YOUR OBJECTIVE -
Give a verbatim repeat of the lines that run from the line containing "Locate every instance of the fog" to the end of the data below.

(Records from a dataset)
:::::
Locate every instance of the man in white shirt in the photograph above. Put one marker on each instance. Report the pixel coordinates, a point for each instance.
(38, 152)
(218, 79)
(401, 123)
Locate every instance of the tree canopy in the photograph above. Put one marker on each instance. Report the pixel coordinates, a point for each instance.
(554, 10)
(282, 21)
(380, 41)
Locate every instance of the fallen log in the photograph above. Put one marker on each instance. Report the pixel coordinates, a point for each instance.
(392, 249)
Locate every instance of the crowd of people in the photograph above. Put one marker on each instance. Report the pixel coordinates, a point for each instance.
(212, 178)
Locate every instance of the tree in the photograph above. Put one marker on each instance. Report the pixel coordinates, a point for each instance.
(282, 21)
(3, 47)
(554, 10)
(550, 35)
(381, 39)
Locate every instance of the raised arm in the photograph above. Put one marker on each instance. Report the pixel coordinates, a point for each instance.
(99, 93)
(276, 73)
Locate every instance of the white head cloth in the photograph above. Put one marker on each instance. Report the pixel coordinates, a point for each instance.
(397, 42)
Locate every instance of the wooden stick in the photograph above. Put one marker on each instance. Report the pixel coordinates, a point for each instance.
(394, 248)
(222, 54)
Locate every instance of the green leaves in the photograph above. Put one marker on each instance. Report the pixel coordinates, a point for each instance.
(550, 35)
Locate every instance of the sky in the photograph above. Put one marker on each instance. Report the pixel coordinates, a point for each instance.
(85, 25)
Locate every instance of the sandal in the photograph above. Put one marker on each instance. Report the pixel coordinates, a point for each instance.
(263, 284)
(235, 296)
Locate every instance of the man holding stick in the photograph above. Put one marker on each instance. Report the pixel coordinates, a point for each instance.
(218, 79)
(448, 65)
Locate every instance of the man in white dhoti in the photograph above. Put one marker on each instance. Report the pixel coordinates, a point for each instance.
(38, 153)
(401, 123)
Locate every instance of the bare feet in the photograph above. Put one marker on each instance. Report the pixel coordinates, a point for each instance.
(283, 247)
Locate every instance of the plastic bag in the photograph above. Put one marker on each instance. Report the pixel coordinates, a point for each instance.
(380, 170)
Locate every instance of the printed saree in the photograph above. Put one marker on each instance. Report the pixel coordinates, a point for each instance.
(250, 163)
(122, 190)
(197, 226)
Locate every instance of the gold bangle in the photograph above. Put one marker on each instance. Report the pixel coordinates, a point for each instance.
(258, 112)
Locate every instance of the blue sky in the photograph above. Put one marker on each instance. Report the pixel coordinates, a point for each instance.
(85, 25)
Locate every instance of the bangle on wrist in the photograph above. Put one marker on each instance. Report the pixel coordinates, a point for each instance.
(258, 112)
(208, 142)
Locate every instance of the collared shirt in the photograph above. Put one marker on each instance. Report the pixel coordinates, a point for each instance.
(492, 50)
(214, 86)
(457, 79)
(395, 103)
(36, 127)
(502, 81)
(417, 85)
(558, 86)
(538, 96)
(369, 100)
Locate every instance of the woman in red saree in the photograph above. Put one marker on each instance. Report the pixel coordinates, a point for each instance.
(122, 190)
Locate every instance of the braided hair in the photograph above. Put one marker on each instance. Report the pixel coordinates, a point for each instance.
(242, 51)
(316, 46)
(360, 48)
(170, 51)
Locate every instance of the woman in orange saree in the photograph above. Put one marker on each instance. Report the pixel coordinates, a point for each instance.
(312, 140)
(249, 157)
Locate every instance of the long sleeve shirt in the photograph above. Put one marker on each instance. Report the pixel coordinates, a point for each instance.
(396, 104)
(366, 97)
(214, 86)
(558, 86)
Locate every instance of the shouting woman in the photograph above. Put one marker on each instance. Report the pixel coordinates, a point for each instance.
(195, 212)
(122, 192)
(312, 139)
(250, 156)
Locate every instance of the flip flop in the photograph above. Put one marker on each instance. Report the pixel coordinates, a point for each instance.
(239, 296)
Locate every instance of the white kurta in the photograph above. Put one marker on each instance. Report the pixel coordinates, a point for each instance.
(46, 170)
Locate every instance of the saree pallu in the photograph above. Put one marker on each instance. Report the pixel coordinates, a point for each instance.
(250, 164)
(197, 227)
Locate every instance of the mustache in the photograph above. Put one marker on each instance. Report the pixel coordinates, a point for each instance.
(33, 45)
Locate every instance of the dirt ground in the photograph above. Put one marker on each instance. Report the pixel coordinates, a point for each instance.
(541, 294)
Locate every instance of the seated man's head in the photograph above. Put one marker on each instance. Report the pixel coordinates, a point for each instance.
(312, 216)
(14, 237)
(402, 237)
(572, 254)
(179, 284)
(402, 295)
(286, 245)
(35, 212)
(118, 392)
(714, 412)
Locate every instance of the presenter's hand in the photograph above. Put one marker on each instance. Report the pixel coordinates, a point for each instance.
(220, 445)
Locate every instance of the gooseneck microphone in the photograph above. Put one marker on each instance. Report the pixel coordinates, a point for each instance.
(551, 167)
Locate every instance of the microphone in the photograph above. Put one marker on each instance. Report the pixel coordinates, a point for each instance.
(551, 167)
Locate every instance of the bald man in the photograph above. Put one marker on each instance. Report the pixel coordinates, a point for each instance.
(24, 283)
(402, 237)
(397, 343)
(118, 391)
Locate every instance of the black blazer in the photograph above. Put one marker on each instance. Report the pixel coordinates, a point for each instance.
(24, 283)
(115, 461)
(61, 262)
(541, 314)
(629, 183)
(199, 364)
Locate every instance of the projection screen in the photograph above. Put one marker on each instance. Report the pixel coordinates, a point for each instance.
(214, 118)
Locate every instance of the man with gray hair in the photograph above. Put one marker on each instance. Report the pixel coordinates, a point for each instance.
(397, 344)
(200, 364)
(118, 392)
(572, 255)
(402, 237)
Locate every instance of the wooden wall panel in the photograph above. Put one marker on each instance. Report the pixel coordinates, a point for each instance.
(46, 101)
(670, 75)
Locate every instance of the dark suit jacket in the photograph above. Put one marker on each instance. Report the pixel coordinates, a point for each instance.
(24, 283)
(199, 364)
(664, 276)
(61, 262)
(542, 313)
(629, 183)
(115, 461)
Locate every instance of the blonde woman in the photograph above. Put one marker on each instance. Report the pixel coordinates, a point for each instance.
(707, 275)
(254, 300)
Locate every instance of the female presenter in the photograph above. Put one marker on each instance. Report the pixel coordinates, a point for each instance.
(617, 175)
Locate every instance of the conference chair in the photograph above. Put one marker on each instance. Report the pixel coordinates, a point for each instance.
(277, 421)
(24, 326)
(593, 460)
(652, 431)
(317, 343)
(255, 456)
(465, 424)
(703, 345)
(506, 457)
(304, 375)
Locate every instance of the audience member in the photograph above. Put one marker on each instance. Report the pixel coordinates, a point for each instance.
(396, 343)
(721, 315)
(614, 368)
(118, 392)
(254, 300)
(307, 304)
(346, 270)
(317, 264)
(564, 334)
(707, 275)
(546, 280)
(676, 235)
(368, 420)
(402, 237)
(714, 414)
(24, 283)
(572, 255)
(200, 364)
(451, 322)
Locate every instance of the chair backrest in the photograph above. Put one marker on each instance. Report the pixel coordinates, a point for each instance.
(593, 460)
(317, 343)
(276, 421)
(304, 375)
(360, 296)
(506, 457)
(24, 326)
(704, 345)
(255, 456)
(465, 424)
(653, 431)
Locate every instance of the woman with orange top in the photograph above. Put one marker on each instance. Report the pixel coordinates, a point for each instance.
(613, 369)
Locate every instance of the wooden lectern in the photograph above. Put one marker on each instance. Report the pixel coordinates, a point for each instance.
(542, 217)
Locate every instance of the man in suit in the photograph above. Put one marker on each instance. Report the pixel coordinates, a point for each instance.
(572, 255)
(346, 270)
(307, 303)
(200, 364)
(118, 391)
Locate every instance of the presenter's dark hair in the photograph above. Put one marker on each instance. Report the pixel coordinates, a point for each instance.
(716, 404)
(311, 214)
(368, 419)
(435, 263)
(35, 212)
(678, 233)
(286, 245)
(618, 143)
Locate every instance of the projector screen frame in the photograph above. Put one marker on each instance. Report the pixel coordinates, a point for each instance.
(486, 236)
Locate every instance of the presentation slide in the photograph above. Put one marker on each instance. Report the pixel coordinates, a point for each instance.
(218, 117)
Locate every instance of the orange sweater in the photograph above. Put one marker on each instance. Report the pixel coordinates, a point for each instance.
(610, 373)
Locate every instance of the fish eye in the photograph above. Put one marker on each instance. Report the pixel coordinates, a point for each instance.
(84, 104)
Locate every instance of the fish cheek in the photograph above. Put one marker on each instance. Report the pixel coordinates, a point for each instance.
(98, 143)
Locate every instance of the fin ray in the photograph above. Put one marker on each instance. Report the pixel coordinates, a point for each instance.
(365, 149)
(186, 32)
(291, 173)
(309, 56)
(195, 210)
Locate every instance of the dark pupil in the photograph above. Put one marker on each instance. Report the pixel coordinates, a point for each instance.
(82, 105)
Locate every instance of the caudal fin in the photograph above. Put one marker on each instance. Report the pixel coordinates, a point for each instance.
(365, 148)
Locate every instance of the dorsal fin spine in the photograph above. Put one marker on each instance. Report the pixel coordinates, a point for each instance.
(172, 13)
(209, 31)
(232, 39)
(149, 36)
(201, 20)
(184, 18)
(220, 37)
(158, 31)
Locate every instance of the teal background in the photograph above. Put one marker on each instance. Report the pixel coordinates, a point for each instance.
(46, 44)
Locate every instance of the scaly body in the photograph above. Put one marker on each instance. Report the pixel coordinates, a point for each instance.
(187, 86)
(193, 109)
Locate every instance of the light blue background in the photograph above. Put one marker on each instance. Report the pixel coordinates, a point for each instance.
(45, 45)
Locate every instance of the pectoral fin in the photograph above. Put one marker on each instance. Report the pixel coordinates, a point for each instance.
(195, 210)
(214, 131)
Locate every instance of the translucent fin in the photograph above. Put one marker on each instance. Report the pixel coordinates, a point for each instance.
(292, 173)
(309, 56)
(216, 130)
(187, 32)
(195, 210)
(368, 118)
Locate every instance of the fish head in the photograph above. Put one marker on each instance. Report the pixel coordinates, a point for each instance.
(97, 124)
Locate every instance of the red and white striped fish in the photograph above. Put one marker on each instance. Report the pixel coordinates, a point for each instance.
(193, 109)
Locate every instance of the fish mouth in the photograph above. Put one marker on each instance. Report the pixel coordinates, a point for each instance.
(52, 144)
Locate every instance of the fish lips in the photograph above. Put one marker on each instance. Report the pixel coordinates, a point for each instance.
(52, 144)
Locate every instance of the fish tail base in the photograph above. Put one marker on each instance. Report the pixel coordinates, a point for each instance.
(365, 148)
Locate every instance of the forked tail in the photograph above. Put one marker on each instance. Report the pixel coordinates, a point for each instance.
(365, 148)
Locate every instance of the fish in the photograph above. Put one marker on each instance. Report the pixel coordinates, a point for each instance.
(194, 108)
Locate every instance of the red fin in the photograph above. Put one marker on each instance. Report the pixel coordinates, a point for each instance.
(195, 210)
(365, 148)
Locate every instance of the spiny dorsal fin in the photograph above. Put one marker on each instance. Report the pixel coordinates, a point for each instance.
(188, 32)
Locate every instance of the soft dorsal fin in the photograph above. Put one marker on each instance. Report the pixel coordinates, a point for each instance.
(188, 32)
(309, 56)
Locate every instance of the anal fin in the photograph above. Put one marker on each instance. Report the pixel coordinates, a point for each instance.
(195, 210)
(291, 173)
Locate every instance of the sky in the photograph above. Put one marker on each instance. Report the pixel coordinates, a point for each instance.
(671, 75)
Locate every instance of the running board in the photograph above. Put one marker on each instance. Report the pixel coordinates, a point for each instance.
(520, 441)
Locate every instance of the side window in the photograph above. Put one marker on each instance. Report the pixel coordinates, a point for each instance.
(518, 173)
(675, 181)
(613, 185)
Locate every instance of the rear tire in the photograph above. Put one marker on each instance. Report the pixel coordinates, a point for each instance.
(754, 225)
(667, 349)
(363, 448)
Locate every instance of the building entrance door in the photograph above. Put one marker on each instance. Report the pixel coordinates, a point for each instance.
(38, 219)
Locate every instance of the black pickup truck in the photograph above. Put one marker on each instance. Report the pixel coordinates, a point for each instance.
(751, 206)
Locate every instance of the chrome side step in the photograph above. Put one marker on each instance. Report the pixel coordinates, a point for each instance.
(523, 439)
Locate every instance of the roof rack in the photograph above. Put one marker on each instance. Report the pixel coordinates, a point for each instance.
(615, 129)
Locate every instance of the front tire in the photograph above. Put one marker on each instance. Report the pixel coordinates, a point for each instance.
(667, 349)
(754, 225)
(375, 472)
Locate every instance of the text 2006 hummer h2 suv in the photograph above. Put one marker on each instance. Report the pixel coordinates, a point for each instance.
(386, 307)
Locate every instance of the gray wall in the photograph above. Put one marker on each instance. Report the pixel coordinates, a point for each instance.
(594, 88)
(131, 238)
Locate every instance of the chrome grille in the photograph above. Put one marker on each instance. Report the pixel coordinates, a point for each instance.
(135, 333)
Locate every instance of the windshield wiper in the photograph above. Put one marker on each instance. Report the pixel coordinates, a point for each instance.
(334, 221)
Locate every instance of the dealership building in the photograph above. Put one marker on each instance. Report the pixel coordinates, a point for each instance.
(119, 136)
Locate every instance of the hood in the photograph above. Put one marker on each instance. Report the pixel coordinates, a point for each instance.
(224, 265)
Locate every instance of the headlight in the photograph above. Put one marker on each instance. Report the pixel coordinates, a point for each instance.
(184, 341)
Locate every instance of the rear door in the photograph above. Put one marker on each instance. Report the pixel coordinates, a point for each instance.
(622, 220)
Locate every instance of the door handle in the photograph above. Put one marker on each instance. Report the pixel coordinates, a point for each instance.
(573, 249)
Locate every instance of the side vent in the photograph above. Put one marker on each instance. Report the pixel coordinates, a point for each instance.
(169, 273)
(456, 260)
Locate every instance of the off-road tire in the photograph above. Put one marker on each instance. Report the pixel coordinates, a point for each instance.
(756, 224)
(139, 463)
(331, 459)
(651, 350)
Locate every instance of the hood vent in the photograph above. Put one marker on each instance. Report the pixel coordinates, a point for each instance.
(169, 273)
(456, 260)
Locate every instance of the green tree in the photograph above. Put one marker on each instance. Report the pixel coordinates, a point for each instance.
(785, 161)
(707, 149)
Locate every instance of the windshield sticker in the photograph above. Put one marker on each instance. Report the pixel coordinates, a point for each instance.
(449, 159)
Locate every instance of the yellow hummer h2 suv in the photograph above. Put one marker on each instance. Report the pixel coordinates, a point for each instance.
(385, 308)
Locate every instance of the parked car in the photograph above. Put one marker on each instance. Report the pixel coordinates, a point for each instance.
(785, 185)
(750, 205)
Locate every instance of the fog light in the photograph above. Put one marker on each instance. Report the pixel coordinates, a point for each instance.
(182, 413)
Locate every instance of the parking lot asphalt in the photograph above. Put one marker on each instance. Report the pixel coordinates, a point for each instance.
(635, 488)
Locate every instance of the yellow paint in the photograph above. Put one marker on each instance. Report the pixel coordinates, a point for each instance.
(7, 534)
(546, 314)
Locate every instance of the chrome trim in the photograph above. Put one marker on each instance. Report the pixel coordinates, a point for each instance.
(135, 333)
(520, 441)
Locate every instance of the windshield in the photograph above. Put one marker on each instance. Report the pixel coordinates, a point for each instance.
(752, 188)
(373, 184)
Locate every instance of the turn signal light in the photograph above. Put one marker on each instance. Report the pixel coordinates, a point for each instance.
:::::
TASK SOLUTION -
Locate every instance of the fog light in the photograph above. Put one marker on each instance. Report the pixel coordinates, a point for each instance.
(182, 413)
Locate every instance of the parking lot asphalt in the photograph above. Put one marker on each instance. Report the pixel coordinates, a point for each instance.
(635, 488)
Locate every instance of the yellow paint in the photograph above. Put one marker on each instance. Report the pixel coordinates, a point for each instance.
(7, 534)
(546, 314)
Locate every instance of the chrome trim in the photograph above. Put one marker on each instance. Report the pixel coordinates, a point for each instance.
(135, 333)
(520, 441)
Locate every instance of the windshield in the photograph above. Put one marker on each instance. Report the pixel coordinates, a point for each instance.
(752, 188)
(373, 184)
Locate every instance of the turn signal light in the photograph above. Put one marker on each instance. Report the pixel coordinates, a point for each instance.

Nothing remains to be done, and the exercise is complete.